# WORK TO DO
Please copy the entries word for word, starting at the line that contains "For every instance of the leafy" and continuing through the final line of the entries.

# SOURCE MATERIAL

::::

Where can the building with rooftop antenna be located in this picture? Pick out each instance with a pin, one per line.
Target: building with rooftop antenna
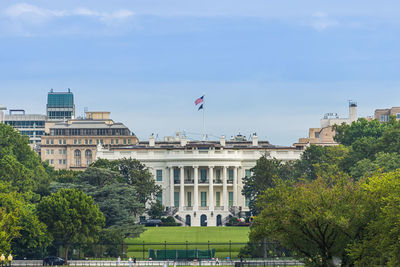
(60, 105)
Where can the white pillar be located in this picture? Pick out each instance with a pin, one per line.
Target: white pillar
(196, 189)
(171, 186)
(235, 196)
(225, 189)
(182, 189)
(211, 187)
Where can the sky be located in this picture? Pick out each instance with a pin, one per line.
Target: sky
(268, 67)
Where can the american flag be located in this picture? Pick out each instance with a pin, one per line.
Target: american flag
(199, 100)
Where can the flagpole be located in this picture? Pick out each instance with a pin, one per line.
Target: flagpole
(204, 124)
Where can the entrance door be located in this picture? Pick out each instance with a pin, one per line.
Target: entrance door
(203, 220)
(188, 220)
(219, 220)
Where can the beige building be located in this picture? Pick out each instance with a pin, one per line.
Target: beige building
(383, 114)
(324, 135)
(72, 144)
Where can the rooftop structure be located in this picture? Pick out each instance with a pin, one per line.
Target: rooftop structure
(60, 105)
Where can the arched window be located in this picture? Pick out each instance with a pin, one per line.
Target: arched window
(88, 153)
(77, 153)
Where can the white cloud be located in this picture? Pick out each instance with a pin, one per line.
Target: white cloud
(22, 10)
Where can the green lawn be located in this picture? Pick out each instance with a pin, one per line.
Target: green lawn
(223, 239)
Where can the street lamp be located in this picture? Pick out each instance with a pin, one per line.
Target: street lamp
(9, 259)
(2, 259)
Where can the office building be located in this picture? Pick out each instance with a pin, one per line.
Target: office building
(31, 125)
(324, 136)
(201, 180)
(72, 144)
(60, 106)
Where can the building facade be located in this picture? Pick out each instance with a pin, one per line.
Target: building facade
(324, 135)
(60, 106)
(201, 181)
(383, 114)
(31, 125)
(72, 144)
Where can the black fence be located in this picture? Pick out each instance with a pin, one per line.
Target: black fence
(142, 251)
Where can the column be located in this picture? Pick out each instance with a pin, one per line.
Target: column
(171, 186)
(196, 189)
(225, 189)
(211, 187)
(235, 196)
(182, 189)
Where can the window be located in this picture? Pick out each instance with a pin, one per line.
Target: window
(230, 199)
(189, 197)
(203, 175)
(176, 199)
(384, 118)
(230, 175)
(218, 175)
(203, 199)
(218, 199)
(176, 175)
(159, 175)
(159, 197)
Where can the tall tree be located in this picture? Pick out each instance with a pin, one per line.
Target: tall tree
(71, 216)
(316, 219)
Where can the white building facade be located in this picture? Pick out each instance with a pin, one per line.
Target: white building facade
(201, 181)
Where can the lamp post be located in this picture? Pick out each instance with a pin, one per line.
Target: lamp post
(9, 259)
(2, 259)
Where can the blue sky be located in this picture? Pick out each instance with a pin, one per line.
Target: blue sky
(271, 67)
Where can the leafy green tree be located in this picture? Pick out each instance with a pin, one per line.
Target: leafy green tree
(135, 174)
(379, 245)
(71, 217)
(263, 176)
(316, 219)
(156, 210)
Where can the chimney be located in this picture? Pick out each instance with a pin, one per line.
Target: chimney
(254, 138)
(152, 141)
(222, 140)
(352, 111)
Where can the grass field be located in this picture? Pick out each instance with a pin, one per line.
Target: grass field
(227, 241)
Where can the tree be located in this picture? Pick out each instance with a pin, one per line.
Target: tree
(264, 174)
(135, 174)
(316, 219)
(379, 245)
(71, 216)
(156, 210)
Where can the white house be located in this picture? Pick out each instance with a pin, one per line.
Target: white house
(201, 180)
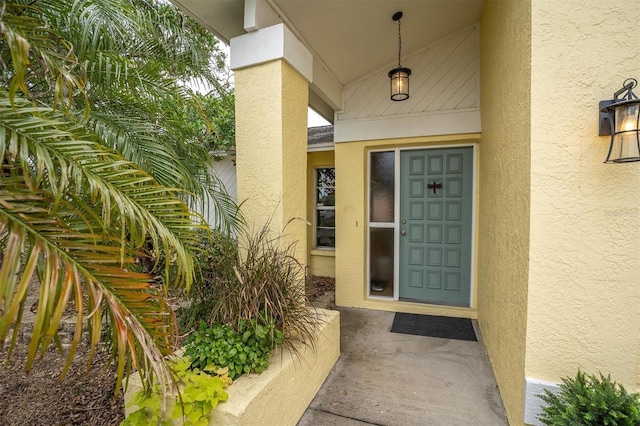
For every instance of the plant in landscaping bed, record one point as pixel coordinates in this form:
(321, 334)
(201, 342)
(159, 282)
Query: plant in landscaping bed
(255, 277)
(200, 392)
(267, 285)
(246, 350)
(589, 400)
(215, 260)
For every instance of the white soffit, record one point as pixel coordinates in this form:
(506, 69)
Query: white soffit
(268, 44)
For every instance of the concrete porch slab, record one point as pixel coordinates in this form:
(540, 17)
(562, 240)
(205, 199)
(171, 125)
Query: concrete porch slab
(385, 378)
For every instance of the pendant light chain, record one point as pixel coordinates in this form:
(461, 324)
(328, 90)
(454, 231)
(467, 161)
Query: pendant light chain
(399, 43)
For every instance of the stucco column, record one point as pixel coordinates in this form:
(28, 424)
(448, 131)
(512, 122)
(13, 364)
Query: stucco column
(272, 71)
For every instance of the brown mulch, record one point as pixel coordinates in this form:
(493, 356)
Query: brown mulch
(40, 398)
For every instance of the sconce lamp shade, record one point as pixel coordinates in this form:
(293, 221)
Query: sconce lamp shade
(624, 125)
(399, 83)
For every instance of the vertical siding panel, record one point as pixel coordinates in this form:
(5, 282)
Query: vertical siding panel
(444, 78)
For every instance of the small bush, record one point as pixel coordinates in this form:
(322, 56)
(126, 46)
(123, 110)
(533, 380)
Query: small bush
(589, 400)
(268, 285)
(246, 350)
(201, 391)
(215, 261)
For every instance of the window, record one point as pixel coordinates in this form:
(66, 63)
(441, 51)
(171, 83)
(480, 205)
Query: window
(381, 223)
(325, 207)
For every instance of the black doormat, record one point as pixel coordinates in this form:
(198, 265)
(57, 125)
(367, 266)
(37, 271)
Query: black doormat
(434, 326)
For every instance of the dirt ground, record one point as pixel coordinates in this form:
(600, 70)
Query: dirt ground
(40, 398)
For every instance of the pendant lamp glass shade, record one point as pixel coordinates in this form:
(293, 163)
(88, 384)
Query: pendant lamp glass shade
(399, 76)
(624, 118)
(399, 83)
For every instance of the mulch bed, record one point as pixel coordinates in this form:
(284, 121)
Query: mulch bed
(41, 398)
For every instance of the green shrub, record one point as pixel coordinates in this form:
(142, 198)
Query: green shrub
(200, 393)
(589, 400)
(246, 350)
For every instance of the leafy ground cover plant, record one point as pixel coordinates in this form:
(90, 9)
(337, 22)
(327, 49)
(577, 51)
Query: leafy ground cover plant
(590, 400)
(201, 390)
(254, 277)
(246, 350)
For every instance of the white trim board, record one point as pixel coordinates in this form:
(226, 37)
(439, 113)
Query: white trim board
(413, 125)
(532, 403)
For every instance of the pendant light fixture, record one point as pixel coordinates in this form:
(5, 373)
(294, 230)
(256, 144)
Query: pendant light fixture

::::

# ANSWER TO THIS EXERCISE
For every instance of the leafy ground cover plant, record one point as pixel coordinates in this form:
(90, 9)
(337, 22)
(327, 49)
(577, 51)
Query: leafy ground cover plant
(590, 400)
(201, 390)
(254, 277)
(246, 350)
For every instance of the white trim board, record one point as pixel coordinates in this form:
(226, 37)
(439, 113)
Query: white trim board
(413, 125)
(532, 403)
For every instance of the pendant light fixture, record one point as pixel coordinates in this form:
(5, 373)
(294, 230)
(256, 144)
Query: pendant light fixture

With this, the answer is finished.